3- Este ano fiz a mim mesmo uma promessa: não falar de arbitragens, enquanto me aguentar. Vamos quase a um terço do campeonato e tenho-me aguentado, não falando nem das arbitragens dos jogos do F.C.Porto nem das dos rivais. E tenho-me aguentado, sorrindo, mesmo quando (e é todas as semanas, sem falhar) leio os delirantes textos do ilustre trio de benfiquistas Leonor Pinhão-Sílvio Cervan-Ricardo Araújo Pereira (Fernando Seara é outro estilo). Eles começam a atacar os árbitros - os deles e os dos outros - antes dos jogos, continuam depois e nunca estão saciados. Tudo, rigorosamente tudo, lhes serve de motivo de suspeita e de tese de argumentação: se o árbitro é de Viana do Castelo, de Leça do Bailio ou de Reguengos de Monsaraz; se gosta de leitão à Bairrada ou de peixe grelhado; se, num anterior jogo de 2004 ou 1997, na opinião deles, não marcou um penalty a favor do Benfica, mas também se, pelo contrário, o marcou (o que significa que da próxima vez não marcará).

Eu leio, sorrio, às vezes apetece-me tremendamente responder-lhes igualzinho, mas depois lá me vou aguentando. Sempre achei e sempre o disse que, em minha opinião, as equipas verdadeiramente vencedoras não perdem tempo a discutir árbitros nem a queixar-se de arbitragens: devem jogar o suficiente para não estar à mercê de um erro do árbitro, que quase sempre acontece. E também acho que quem fala, grita e esbraceja quando se sente prejudicado e se cala muito caladinho quando toda a gente viu que foi beneficiado, quem se dá ao trabalho de fazer contabilidades de pontos 'roubados' pelos árbitros sem incluir nas contas os desfechos inversos ou os prejuízos dos rivais, não merece crédito algum.

Dou apenas um exemplo: já para aí ouvi muitos benfiquistas queixarem-se de terem sido roubados em Braga, devido ao golo do Luisão anulado. Bem, pese embora às explicações que li sobre a existência prévia de uma falta de outro jogador benfiquista na mesma jogada e que terá justificado a anulação do golo, eu, pela televisão, não vi falta alguma. Vamos admitir, então, que o golo foi mal anulado: quem poderia garantir que, se tem sido validado, o Benfica manteria o empate ou chegaria mesmo à vitória? Facto é este: o Braga ganhou 2-0; se o golo tem sido validado, teria ganho 2-1. O resto são contas à Sílvio Cervan.

> [DADOS EXTRAÍDOS]:
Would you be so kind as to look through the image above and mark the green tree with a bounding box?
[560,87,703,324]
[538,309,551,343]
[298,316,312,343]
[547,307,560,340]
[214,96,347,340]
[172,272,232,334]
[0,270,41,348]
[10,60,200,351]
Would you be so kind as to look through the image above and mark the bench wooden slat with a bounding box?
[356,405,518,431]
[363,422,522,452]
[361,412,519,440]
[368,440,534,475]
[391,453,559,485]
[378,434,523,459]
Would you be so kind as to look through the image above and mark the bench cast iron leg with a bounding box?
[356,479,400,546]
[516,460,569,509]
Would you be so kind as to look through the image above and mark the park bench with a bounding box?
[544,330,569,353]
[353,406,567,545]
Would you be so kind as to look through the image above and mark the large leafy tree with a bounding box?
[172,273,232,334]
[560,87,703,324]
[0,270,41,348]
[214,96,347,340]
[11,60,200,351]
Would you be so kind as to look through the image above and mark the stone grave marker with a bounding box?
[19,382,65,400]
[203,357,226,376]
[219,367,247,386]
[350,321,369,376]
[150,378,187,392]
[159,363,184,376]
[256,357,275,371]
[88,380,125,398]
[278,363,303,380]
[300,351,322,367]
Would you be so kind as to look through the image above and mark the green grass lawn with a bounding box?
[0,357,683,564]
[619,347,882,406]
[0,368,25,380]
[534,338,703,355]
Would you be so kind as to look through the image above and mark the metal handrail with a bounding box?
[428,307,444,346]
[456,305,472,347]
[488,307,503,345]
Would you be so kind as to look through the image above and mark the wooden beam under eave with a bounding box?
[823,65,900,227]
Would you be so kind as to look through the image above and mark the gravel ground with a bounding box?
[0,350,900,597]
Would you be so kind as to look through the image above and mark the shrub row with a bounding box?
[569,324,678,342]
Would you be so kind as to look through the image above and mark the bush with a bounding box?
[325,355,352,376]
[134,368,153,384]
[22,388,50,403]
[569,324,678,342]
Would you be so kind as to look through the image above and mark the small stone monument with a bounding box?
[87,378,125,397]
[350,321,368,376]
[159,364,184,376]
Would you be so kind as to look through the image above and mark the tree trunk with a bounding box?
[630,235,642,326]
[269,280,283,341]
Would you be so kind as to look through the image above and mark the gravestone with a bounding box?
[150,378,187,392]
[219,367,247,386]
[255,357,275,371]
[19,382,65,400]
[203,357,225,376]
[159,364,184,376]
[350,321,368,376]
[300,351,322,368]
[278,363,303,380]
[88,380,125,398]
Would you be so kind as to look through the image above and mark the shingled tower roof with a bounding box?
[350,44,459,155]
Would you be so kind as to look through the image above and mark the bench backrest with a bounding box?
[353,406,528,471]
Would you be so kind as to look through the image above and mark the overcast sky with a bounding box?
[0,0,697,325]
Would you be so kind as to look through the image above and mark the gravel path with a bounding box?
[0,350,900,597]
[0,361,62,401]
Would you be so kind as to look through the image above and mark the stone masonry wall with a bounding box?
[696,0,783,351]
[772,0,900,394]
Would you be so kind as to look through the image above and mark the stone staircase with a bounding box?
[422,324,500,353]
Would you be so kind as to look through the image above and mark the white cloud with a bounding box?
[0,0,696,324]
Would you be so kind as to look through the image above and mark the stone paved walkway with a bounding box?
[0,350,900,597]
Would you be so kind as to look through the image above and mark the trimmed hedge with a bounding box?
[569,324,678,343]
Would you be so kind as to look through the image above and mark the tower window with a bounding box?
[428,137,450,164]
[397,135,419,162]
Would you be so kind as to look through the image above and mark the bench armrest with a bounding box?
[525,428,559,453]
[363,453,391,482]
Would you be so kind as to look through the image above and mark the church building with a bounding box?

==

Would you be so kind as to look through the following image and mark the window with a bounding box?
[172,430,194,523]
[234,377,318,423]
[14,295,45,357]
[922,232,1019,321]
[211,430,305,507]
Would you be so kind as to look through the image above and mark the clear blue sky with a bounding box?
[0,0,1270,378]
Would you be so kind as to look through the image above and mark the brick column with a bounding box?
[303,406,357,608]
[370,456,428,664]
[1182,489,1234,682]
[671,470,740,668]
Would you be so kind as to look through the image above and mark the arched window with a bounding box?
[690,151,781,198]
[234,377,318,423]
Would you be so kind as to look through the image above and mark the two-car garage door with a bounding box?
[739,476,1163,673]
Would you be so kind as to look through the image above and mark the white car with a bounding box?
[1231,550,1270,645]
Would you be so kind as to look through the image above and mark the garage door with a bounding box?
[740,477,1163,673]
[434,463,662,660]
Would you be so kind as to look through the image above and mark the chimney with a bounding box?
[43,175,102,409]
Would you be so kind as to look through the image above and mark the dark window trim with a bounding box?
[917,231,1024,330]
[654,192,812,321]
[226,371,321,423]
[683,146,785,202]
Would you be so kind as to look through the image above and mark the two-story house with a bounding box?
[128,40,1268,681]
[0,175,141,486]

* * *

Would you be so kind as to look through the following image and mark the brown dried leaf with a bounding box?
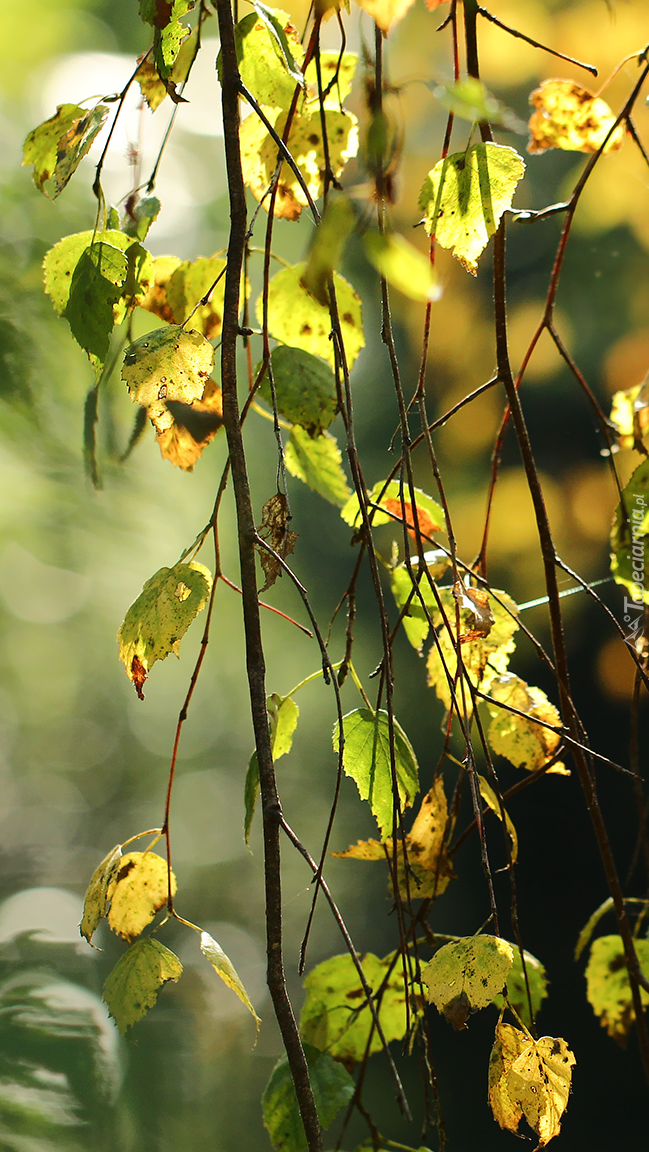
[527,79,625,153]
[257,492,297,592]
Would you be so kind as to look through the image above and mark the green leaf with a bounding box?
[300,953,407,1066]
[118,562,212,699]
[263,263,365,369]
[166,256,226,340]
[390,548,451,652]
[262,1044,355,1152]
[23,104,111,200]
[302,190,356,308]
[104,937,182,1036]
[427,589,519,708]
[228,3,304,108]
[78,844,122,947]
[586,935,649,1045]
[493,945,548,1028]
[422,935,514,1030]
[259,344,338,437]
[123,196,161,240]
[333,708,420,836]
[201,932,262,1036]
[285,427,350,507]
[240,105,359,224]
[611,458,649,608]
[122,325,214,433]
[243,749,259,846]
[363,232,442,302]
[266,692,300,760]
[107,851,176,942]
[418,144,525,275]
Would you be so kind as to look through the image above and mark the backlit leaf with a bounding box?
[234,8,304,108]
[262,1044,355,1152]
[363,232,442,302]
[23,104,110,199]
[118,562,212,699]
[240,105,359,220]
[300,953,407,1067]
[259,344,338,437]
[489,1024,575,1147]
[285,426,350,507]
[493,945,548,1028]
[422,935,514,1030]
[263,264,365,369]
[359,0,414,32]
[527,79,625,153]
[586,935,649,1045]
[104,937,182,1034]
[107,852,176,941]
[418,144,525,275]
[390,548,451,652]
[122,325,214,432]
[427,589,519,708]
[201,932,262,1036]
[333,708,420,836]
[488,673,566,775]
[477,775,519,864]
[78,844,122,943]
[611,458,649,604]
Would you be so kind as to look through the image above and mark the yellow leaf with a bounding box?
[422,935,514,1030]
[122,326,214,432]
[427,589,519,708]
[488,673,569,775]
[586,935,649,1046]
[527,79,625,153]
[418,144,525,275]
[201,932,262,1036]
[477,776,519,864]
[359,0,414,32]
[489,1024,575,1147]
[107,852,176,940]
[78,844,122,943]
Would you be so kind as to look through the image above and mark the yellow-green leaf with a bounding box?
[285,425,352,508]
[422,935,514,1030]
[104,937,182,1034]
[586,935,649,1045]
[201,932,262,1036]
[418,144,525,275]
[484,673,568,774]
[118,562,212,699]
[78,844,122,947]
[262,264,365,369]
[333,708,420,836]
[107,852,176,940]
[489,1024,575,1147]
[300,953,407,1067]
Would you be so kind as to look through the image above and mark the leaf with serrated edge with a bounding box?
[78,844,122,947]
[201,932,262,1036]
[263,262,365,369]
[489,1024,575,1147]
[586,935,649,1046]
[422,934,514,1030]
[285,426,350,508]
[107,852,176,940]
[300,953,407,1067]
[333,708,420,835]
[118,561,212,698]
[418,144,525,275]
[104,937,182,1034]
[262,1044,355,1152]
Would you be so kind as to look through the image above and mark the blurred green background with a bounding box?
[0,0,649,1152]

> [TAREFAS A REALIZAR]:
- 1) Segundo o excerto fornecido, por que razão as equipas verdadeiramente vencedoras não perdem tempo a discutir árbitros nem a queixar-se de arbitragens? Responda em uma a três frases.
- 2) Indique se cada afirmação concorda com o excerto fornecido, respondendo sim ou não e citando as palavras decisivas do texto: (a) Fernando Seara faz parte do trio de benfiquistas cujos textos são mencionados. (b) O Braga venceu o jogo por 2-0. (c) Quem escreve viu, pela televisão, a falta que terá justificado a anulação do golo do Luisão.
- 3) Enumere todas as pessoas referidas pelo nome no excerto fornecido.

> [RESPOSTAS]:
- 1) Porque, segundo o excerto, essas equipas devem jogar o suficiente para não ficarem à mercê de um erro do árbitro. Esse erro, acrescenta o texto, quase sempre acontece.

- 2)
(a) Não: "ilustre trio de benfiquistas Leonor Pinhão-Sílvio Cervan-Ricardo Araújo Pereira (Fernando Seara é outro estilo)".
(b) Sim: "o Braga ganhou 2-0".
(c) Não: "eu, pela televisão, não vi falta alguma".

- 3) Leonor Pinhão, Sílvio Cervan, Ricardo Araújo Pereira, Fernando Seara e Luisão.